> _BRONTEKST_
Dat verklaart het opschuiven van de taalgrens ten nadele van Duitsers en Vlamingen.

Onlangs liet de Vlaamse denkgroep De Warande een Manifest voor een zelfstandig Vlaanderen verschijnen. Wat zegt Johan Vanslambrouck (voorzitter van de vzw IJzerwake) daarover ?
“Het manifest is een verdienstelijk werkstuk, maar vertoont toch ook duidelijk een paar klassiek Vlaamse gebreken inzake strategie. ( … ) In het voorstel van De Warande trekken de Vlamingen naar de onderhandelingstafel met een voorstel dat eigenlijk al een compromis is tussen het Vlaamse en het Waalse standpunt. Deze formule werd ook gehanteerd bij alle vorige Belgische staatshervormingen en zal voorspelbaar eindigen met nadelige splitsingsvoorwaarden.”

Dat is dus typisch Vlaams, de redelijkheid, het objectief kunnen beschouwen van twee standpunten. Wat LV het Belgisch gebrek aan chauvinisme noemt is in feite het Vlaams gebrek eraan. Lees om het even welke Franstalige krant en vergelijk hoe daar over Vlamingen gesproken wordt met hetgeen je leest in een Vlaamse krant over Walen of Franstaligen.

Als dat geen bewijs uit onverdachte bron is !

> _Voorbeelden van puntlabeling_
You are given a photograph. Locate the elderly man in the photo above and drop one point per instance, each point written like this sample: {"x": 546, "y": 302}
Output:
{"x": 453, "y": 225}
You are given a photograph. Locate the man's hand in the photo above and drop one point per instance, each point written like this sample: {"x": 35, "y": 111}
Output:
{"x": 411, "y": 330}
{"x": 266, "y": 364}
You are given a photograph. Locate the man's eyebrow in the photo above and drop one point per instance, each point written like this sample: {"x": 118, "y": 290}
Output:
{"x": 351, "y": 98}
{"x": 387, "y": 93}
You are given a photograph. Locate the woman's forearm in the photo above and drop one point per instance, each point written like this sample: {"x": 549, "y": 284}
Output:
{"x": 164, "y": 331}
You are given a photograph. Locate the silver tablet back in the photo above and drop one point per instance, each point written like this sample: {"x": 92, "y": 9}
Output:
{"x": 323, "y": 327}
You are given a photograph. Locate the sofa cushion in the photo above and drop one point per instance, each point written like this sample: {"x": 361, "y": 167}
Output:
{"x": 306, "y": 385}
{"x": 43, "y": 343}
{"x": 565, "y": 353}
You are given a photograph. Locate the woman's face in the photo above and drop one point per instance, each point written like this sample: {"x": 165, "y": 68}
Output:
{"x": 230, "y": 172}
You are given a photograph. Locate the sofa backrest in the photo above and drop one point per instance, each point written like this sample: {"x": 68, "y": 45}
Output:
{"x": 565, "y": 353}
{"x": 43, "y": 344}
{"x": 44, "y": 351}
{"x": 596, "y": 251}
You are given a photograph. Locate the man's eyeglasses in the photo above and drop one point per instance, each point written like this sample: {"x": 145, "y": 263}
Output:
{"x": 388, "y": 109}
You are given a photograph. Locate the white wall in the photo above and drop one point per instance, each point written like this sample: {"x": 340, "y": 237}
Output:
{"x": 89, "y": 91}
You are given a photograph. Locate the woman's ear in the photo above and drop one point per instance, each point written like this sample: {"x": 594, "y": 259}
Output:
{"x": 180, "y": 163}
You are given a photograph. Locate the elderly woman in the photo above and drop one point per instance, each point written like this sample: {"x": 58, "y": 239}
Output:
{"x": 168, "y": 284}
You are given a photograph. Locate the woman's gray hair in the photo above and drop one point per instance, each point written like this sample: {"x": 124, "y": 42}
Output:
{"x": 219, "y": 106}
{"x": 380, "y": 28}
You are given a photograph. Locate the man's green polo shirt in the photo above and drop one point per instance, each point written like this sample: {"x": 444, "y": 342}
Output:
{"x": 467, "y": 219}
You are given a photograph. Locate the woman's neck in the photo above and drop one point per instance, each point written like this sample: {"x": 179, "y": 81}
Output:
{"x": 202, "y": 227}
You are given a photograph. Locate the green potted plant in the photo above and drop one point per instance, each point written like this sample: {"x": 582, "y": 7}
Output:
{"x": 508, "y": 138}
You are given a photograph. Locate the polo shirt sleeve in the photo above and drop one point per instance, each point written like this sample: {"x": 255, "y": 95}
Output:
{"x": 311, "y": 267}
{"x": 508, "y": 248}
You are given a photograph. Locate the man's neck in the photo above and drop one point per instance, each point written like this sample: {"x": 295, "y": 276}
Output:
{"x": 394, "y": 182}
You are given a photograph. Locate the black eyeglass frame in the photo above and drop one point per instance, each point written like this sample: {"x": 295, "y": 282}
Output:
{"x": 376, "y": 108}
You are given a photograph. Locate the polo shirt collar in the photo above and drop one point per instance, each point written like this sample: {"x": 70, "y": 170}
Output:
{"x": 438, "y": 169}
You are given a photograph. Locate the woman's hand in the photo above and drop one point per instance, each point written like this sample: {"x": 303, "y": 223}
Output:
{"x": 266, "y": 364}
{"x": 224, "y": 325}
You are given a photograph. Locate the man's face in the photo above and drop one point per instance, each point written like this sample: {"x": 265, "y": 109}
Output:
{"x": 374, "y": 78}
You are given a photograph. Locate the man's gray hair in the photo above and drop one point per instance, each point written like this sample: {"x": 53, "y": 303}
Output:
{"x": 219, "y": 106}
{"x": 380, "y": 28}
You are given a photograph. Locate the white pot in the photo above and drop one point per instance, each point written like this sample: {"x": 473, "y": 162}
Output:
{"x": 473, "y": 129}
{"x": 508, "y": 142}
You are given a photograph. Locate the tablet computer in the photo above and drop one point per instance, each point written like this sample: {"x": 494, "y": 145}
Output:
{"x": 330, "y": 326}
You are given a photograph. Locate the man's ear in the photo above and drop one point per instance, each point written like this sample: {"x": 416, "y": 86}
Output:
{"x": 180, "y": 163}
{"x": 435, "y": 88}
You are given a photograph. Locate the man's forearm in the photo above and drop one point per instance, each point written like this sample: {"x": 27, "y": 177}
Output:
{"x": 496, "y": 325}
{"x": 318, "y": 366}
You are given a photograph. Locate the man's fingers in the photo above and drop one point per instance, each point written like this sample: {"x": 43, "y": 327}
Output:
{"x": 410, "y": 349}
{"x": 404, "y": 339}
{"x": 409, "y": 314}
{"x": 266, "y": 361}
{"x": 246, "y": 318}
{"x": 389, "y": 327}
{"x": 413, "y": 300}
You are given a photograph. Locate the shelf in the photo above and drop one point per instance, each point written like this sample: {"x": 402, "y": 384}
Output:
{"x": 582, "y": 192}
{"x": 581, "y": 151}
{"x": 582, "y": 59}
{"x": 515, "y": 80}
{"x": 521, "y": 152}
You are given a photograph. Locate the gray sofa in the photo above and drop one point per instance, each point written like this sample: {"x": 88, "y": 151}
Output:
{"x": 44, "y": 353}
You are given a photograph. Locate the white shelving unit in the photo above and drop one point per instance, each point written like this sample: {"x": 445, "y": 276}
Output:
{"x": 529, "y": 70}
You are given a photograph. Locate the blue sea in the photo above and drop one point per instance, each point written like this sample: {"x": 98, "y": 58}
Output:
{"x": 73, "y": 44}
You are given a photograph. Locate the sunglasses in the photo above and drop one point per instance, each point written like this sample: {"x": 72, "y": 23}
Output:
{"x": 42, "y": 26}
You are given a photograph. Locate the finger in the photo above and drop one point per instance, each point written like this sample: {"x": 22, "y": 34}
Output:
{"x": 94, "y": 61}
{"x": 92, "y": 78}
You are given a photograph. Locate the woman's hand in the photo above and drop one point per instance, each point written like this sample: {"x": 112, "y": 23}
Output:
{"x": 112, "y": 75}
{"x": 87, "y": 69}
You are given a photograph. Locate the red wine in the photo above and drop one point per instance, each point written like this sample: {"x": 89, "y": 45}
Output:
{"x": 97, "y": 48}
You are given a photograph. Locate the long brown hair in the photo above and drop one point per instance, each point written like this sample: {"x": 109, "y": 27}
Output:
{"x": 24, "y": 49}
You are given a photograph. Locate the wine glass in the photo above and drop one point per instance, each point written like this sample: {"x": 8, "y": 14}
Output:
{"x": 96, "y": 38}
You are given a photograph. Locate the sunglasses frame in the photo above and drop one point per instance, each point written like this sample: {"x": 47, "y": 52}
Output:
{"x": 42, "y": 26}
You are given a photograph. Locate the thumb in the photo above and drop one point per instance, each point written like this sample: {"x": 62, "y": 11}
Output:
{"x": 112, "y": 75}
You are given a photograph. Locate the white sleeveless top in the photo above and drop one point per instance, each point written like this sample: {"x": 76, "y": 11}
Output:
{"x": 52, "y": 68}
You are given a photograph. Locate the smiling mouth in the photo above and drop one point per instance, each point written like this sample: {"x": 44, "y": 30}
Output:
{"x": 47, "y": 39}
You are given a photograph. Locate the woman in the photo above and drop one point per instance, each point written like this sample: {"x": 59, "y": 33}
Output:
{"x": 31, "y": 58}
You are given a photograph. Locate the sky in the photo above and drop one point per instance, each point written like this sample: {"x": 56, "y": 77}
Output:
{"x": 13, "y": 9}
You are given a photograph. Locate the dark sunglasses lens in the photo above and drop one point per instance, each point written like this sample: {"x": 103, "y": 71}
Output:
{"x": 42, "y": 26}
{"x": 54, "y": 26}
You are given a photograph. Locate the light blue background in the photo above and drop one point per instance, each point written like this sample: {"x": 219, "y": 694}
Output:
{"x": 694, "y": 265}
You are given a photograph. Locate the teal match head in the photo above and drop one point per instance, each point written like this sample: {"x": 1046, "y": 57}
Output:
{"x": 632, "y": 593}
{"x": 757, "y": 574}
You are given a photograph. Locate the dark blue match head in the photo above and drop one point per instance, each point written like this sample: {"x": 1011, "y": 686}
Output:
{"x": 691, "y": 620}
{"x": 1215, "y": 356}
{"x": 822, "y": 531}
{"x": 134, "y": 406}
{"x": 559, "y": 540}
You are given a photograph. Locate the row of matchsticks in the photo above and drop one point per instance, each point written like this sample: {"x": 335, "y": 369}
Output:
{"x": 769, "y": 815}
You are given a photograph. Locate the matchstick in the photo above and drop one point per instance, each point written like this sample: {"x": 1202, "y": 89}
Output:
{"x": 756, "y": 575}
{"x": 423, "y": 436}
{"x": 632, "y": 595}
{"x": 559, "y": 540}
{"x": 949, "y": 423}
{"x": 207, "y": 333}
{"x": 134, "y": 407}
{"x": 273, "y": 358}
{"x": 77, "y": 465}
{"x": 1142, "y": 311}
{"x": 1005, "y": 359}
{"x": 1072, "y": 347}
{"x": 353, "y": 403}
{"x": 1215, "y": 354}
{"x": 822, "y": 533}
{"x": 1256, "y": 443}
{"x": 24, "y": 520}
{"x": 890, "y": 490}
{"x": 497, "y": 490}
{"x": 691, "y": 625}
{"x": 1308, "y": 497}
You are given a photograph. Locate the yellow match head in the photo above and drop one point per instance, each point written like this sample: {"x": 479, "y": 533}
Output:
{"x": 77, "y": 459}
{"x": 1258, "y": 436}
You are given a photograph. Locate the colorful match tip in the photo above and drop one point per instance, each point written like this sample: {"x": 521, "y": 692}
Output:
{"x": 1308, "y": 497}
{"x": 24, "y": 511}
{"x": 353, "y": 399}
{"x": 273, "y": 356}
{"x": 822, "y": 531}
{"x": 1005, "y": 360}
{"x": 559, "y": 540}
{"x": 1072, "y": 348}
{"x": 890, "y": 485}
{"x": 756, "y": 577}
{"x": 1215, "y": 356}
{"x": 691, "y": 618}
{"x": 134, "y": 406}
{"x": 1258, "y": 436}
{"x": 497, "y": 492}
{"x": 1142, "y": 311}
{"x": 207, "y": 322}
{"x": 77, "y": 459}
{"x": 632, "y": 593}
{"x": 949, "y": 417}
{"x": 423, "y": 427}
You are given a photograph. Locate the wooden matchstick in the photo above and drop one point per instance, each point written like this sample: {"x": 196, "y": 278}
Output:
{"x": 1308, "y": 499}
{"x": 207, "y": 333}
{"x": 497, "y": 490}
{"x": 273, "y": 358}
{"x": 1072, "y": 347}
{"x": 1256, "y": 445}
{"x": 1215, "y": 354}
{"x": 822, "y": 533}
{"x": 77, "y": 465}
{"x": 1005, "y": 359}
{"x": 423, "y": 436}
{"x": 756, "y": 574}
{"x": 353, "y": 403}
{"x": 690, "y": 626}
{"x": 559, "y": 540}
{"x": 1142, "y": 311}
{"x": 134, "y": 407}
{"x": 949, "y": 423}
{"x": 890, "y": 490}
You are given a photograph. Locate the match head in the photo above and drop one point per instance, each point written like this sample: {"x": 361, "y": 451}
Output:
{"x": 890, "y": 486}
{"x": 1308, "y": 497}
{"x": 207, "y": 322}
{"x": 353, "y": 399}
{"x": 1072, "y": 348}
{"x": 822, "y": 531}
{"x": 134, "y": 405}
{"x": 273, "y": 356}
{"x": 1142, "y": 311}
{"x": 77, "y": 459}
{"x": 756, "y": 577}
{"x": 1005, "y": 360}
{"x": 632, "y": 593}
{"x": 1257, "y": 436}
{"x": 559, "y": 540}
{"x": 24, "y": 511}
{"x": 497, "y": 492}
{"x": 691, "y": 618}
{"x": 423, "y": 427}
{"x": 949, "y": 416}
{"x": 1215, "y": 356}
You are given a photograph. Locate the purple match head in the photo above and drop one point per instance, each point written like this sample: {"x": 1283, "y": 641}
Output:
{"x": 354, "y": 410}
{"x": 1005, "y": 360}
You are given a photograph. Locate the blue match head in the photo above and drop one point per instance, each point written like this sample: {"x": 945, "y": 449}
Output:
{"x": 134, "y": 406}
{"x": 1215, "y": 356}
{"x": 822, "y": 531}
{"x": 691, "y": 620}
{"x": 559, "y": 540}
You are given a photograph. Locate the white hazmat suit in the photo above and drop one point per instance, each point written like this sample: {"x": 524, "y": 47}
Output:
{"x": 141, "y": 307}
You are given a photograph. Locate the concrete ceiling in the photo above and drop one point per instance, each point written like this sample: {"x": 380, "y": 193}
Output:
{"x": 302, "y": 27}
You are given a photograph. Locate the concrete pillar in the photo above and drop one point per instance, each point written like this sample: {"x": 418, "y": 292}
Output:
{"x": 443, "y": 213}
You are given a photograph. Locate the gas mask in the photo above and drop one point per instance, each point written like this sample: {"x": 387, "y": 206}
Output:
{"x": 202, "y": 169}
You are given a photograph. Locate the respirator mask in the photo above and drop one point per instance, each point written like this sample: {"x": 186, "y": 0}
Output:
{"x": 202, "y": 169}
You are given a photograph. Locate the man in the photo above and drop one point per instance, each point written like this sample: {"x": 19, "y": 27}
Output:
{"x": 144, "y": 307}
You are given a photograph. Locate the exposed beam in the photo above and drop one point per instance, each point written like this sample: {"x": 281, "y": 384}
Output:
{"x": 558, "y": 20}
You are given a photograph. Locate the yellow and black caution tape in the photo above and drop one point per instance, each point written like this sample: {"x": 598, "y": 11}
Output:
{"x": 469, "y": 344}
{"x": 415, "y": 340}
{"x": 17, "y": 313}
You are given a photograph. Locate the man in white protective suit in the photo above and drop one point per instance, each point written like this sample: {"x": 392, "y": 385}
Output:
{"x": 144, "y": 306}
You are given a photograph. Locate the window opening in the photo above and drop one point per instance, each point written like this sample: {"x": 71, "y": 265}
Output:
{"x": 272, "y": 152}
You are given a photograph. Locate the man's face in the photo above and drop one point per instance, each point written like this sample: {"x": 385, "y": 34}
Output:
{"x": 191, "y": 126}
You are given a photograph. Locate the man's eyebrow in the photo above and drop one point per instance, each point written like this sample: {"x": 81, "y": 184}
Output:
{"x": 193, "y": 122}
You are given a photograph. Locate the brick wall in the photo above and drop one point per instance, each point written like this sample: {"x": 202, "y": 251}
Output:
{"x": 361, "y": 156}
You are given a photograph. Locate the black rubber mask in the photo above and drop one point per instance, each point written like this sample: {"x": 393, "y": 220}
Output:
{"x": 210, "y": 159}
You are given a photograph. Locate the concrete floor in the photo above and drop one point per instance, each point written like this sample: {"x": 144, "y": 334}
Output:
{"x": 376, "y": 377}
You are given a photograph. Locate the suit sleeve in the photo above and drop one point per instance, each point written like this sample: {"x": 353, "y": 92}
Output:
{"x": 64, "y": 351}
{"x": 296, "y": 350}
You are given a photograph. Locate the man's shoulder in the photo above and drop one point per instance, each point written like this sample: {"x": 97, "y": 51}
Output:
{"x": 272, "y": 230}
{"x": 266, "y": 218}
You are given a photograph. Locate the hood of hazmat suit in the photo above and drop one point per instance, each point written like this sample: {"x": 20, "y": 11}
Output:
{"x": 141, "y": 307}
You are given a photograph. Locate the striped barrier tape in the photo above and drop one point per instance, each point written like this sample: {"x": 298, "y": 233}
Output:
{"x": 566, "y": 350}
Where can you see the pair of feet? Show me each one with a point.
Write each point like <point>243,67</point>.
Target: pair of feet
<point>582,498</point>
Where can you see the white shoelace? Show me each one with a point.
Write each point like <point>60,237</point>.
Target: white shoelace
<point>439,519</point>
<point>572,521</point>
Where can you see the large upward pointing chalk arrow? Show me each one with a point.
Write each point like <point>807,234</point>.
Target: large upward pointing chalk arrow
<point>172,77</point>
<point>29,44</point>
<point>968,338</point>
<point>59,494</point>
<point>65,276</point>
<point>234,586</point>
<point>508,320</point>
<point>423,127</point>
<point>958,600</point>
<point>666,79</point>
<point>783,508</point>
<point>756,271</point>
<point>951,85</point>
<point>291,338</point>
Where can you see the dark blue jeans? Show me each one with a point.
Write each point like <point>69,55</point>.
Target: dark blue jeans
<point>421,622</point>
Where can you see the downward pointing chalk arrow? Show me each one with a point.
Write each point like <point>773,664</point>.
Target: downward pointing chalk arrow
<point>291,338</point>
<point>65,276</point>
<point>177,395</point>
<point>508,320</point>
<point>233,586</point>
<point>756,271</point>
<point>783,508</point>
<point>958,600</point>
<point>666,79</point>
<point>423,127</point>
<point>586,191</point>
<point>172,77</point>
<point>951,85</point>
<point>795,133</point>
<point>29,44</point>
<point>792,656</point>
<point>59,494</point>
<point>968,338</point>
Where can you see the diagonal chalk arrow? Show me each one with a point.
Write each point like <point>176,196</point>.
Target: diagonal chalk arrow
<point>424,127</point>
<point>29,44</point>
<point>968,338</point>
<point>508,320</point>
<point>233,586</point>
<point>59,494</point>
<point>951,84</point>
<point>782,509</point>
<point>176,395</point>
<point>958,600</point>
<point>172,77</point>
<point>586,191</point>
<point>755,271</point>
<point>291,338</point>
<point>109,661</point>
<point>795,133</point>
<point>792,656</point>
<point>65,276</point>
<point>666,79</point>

> _TE DOEN_
1) Welke functie heeft Johan Vanslambrouck volgens de tekst over het manifest van De Warande?
2) Geef uit de tekst over het manifest van De Warande het stuk terug dat begint bij de woorden "Dat is dus typisch" en stopt na "Walen of Franstaligen.".

> _ANTWOORDEN PER TAAK_
1) Hij is voorzitter van de vzw IJzerwake.

2)
Dat is dus typisch Vlaams, de redelijkheid, het objectief kunnen beschouwen van twee standpunten. Wat LV het Belgisch gebrek aan chauvinisme noemt is in feite het Vlaams gebrek eraan. Lees om het even welke Franstalige krant en vergelijk hoe daar over Vlamingen gesproken wordt met hetgeen je leest in een Vlaamse krant over Walen of Franstaligen.